_Problem requirements_
Could you format all the items below as a numbered list, leaving out any blank lines?

· · · · ·

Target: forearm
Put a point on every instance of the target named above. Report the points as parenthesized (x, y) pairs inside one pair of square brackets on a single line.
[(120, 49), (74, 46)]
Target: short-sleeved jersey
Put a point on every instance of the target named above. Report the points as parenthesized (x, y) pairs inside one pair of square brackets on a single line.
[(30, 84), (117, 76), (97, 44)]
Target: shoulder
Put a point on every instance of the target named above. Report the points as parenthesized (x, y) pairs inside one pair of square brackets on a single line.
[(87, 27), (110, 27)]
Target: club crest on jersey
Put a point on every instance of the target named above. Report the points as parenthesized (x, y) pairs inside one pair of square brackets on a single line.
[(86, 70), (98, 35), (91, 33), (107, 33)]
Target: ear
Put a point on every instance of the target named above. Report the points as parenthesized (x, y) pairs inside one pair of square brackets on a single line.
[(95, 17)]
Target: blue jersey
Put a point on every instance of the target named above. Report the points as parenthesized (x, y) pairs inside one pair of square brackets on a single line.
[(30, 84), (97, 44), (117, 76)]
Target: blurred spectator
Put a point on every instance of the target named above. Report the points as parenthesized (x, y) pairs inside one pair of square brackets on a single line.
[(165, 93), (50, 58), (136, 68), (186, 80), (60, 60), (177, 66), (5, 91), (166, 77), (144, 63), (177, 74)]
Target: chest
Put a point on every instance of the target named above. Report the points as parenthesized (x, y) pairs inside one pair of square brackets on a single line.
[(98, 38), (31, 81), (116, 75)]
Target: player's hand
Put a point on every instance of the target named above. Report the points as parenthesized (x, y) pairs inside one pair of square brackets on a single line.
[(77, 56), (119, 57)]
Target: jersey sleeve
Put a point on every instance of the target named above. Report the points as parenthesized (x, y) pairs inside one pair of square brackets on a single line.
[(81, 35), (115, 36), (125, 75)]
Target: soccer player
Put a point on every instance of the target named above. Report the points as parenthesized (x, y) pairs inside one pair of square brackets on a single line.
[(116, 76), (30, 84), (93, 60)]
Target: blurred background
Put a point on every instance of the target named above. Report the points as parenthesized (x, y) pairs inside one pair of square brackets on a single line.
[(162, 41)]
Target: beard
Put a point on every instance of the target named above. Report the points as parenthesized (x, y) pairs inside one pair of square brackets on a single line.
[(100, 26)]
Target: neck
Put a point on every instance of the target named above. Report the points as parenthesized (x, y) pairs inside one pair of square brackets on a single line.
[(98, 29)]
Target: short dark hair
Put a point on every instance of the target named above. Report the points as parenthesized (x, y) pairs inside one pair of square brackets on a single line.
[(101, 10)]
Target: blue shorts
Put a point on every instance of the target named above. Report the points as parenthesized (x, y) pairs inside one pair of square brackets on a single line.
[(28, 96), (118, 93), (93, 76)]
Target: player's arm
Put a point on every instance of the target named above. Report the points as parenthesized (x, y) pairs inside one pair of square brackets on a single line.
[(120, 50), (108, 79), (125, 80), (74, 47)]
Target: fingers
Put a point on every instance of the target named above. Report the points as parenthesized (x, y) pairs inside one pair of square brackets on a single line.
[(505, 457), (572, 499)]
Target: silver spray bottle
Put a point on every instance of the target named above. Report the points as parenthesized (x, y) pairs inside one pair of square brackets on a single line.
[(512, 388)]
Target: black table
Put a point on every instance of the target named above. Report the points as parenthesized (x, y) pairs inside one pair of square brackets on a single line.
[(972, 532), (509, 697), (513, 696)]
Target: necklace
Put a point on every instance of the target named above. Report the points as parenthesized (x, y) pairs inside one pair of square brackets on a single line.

· · · · ·

_Written answer_
1. Target: forearm
2. Put a point on every instance of the target named above. Report the points as parenthesized (x, y) pairs inside one pair of square brackets on a single line.
3. [(120, 49), (74, 46)]
4. Target: short-sleeved jersey
5. Put a point on every instance of the target named above. Report the points as parenthesized (x, y) pairs inside one pair of square brackets on a single line.
6. [(30, 84), (117, 76), (97, 44)]
7. Target: shoulder
8. Put a point on every instance of the target named above. Report the points as parenthesized (x, y) pairs inside one pair of square brackets on a single line.
9. [(87, 27), (110, 27)]
10. Target: club crest on jersey
11. Put a point on every instance of the target named above. Report the points as parenthesized (x, y) pairs inside one pair of square brackets on a single line.
12. [(86, 70), (98, 35), (91, 33), (107, 33)]
13. Target: ear
14. Put a point on every instance of the target named above. Report the points as parenthesized (x, y) pairs inside one pair of square brackets on a single line.
15. [(95, 17)]
16. Target: blue jersey
17. Put a point on every instance of the target named above. Report the points as parenthesized (x, y) pairs inside one pair of square brackets on a single line.
18. [(30, 84), (97, 44), (117, 76)]
19. Target: blurred spectator
20. Put a point on every instance of the target named above. Report the points as parenthesized (x, y) pairs inside one pair of square brackets on a single line.
21. [(165, 93), (50, 58), (136, 68), (186, 80), (60, 60), (177, 66), (5, 91), (166, 77), (144, 63), (177, 74)]
22. Target: chest
23. Put a point on every instance of the target named above. Report the points as parenthesized (x, y) pairs inside one pair of square brackets on a single line.
24. [(98, 38), (31, 81), (116, 75)]
25. Target: player's hand
26. Put a point on every instance of the target named above. Report the points as parenthesized (x, y) pairs inside one pair of square brackets on a single line.
27. [(77, 56), (119, 57)]
28. Target: jersey sleeve
29. Put a point on every instance of the target named above. Report the points as parenthesized (x, y) pairs inside one pair of square brackets on a single line.
30. [(81, 35), (115, 36), (125, 75)]
31. Target: soccer player
32. Put a point on every instance of the target named above. Report the points as parenthesized (x, y) pairs inside one pair of square brackets on a single line.
33. [(116, 76), (30, 84), (93, 60)]
34. Target: blurred background
35. Put a point on every instance of the target named above. Report the points as parenthesized (x, y) pairs inside one pair of square brackets on a single line.
36. [(162, 41)]
37. Target: beard
38. Put a point on every instance of the target named above. Report the points as parenthesized (x, y) pairs inside one pair of square brackets on a single line.
39. [(100, 26)]
40. Target: neck
41. Put a point on every instance of the target named above. Report the points as parenthesized (x, y) pairs inside one pair of square brackets on a single line.
42. [(98, 29)]
43. Target: short dark hair
44. Put a point on every instance of the target named above. Report the points as parenthesized (x, y) pairs inside one pair of square brackets on a single line.
45. [(101, 10)]
46. Target: blue shorts
47. Put a point on every instance of the target named above. Report the points as parenthesized (x, y) pairs inside one pair of square brackets on a single line.
48. [(28, 96), (118, 93), (93, 76)]
49. Target: player's arm
50. Put a point on every instance of the target named above. Report the points as parenthesized (x, y) pairs inside one pair of square brackets on a single line.
51. [(120, 50), (108, 79), (125, 80), (74, 47)]
52. Target: fingers
53. Put a point on every instance of the target named above. Report the points as parenthesized (x, y) pairs inside one pair of square brackets on a single line.
54. [(505, 457), (572, 499)]
55. Target: silver spray bottle
56. Put a point on every instance of the target named above. Report the points as parenthesized (x, y) pairs inside one pair of square brackets on a single line.
57. [(512, 388)]
58. Target: black table
59. Put a point on every instance of the target named above. Report the points as parenthesized (x, y) pairs inside one pair of square brackets on a single line.
60. [(972, 532), (509, 697), (513, 696)]
61. Target: necklace
62. Put a point on every instance of the target named above. Report the points as parenthesized (x, y) pairs inside one pair of square brackets on a single line.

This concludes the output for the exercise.